[WRITTEN PROBLEM]
Return every line of the records below unchanged, from the first record through the last.

[Collection entries]

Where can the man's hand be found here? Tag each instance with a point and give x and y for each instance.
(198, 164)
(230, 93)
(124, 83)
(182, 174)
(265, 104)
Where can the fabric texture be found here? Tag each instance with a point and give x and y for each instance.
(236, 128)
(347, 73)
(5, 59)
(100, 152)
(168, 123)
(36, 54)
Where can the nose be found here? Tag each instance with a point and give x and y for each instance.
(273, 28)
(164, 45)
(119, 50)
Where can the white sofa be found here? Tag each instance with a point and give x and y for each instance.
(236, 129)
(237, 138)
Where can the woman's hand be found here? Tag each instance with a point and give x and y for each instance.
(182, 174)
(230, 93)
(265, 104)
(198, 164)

[ANSWER TO THE PROBLEM]
Where can the man's hand be found here? Tag each instance with a point and give x and y for each instance.
(198, 164)
(230, 93)
(124, 83)
(182, 174)
(265, 104)
Where can the fabric texture be found here? Tag each instance with a point and give x and y for each instance.
(236, 128)
(347, 73)
(5, 59)
(100, 152)
(168, 123)
(36, 54)
Where can the nose be found here? Tag each instance with a point and give x and y for each instance.
(273, 28)
(164, 45)
(119, 50)
Where can the white sofa be found here? Tag each instance with a point and give x and y for each instance.
(236, 129)
(237, 138)
Where can the woman's hand be found here? Tag each instance with a point and give x and y for each instance.
(182, 174)
(230, 93)
(265, 104)
(198, 164)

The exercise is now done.